**PARTS OF THE EXERCISE:**
1. Transcribe the portion of the FashionMNIST AlexNet code between "trans.append(transforms.ToTensor())" and "train=True, transform=transform, download=True)", inclusive.
2. Write the next part of the FashionMNIST AlexNet code, beginning immediately after its final line.

**PAGE EXCERPT:**
# 0 DataLoader for FashionMNIST

In [1]:
import torchvision
import torchvision.transforms as transforms
import torch
from torch.utils.data import DataLoader 

def load_data_fashion_mnist(batch_size, resize=None):
    # compose transforms.Resize() and transforms.ToTensor() together
    trans = []
    if resize:
        trans.append(transforms.Resize(size=resize))
    trans.append(transforms.ToTensor())
    # compose transforms.Resize() and transforms.ToTensor() together
    transform = transforms.Compose(trans)
    train_data = torchvision.datasets.FashionMNIST(root = "./data/FashionMNIST", train=True, transform=transform, download=True)
    test_data = torchvision.datasets.FashionMNIST(root = "./data/FashionMNIST", train=False, transform=transform, download=True)

    train_iter = DataLoader(train_data, batch_size=batch_size, shuffle=True, num_workers=4)
    test_iter = DataLoader(test_data, batch_size=batch_size, shuffle=False, num_workers=4)

    return train_iter, test_iter

# 1 AlexNet(simplified)
1. AlexNet uses ReLU insted of sigmoid
2. AlexNet uses Dropout

In [2]:
import time
import torch
from torch import nn, optim
import torchvision

device = torch.device("cuda" if torch.cuda.is_available() else "cpu")

class AlexNet(nn.Module):
    def __init__(self):
        super(AlexNet, self).__init__()
        self.conv = nn.Sequential(
            #1*227*227->96*55*55
            nn.Conv2d(in_channels=1, out_channels=96, kernel_size=11, stride=4),
            nn.ReLU(),
            #96*55*55->96*27*27
            nn.MaxPool2d(kernel_size=3, stride=2),
            #96*27*27->256*27*27
            nn.Conv2d(in_channels=96, out_channels=256, kernel_size=5, stride=1, padding=2),
            nn.ReLU(),
            #256*27*27->256*13*13
            nn.MaxPool2d(kernel_size=3, stride=2),
            #256*13*13->384*13*13
            nn.Conv2d(in_channels=256, out_channels=384, kernel_size=3, stride=1, padding=1),
            nn.LeakyReLU(),
            #384*13*13->384*13*13
            nn.Conv2d(in_channels=384, out_channels=384, kernel_size=3, stride=1, padding=1),
            nn.ReLU(),
            #384*13*13->256*13*13
            nn.Conv2d(in_channels=384, out_channels=256, kernel_size=3, stride=1, padding=1),
            nn.ReLU(),
            #256*13*13->256*6*6
            nn.MaxPool2d(kernel_size=3, stride=2),
        )
        self.fc = nn.Sequential(
            nn.Linear(256*6*6, 4096),
            nn.ReLU(),
            nn.Dropout(p=0.5),
            nn.Linear(4096, 4096),
            nn.ReLU(),
            nn.Dropout(0.5),
            nn.Linear(4096, 10)

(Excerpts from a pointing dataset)
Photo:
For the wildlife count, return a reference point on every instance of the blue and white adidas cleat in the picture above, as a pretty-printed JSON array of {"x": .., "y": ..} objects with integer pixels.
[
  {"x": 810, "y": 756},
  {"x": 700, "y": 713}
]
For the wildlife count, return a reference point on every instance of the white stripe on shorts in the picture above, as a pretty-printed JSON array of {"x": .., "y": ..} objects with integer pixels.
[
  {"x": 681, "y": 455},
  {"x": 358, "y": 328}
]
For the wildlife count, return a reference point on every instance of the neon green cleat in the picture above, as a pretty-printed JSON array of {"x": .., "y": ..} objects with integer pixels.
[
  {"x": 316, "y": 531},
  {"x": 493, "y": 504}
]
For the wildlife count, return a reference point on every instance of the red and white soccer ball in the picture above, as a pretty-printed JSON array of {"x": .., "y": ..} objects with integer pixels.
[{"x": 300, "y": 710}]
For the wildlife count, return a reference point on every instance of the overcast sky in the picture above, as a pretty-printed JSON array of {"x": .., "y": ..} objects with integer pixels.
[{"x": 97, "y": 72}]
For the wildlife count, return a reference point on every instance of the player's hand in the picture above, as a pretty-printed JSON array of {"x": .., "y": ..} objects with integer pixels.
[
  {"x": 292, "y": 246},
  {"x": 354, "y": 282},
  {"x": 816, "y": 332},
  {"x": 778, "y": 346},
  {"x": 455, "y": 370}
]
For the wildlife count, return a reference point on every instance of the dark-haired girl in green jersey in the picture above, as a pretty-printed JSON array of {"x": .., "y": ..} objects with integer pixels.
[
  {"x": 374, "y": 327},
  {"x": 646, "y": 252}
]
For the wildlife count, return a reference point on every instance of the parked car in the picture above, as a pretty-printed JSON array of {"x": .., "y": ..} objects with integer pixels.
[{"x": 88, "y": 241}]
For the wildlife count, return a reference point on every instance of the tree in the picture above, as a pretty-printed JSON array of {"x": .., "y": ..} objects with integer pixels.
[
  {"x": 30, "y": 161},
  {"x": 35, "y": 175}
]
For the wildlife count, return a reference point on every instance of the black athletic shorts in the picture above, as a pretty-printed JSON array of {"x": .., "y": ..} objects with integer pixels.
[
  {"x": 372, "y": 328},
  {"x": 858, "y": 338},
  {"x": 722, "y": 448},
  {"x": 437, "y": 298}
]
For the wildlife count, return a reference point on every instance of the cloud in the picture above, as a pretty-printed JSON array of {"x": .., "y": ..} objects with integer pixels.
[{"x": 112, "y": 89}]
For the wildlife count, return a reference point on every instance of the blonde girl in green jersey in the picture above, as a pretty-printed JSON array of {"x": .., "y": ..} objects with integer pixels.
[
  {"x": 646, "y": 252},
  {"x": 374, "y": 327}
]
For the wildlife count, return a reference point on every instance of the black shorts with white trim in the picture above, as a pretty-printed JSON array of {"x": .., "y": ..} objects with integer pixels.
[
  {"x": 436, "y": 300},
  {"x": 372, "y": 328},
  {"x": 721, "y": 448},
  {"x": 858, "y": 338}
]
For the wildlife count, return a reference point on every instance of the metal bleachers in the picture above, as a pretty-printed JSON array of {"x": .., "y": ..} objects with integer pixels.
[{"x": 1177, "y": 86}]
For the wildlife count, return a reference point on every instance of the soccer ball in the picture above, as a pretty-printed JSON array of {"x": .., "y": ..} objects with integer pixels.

**RESPONSES IN ORDER:**
1.
trans.append(transforms.ToTensor())
    # compose transforms.Resize() and transforms.ToTensor() together
    transform = transforms.Compose(trans)
    train_data = torchvision.datasets.FashionMNIST(root = "./data/FashionMNIST", train=True, transform=transform, download=True)

2.
        )

    def forward(self, img):
        feature = self.conv(img)
        output = self.fc(feature.view(img.shape[0], -1))
        return output

In [3]:
net = AlexNet()
print(net)

AlexNet(
  (conv): Sequential(
    (0): Conv2d(1, 96, kernel_size=(11, 11), stride=(4, 4))
    (1): ReLU()
    (2): MaxPool2d(kernel_size=3, stride=2, padding=0, dilation=1, ceil_mode=False)
    (3): Conv2d(96, 256, kernel_size=(5, 5), stride=(1, 1), padding=(2, 2))
    (4): ReLU()
    (5): MaxPool2d(kernel_size=3, stride=2, padding=0, dilation=1, ceil_mode=False)
    (6): Conv2d(256, 384, kernel_size=(3, 3), stride=(1, 1), padding=(1, 1))
    (7): LeakyReLU(negative_slope=0.01)
    (8): Conv2d(384, 384, kernel_size=(3, 3), stride=(1, 1), padding=(1, 1))
    (9): ReLU()
    (10): Conv2d(384, 256, kernel_size=(3, 3), stride=(1, 1), padding=(1, 1))
    (11): ReLU()
    (12): MaxPool2d(kernel_size=3, stride=2, padding=0, dilation=1, ceil_mode=False)
  )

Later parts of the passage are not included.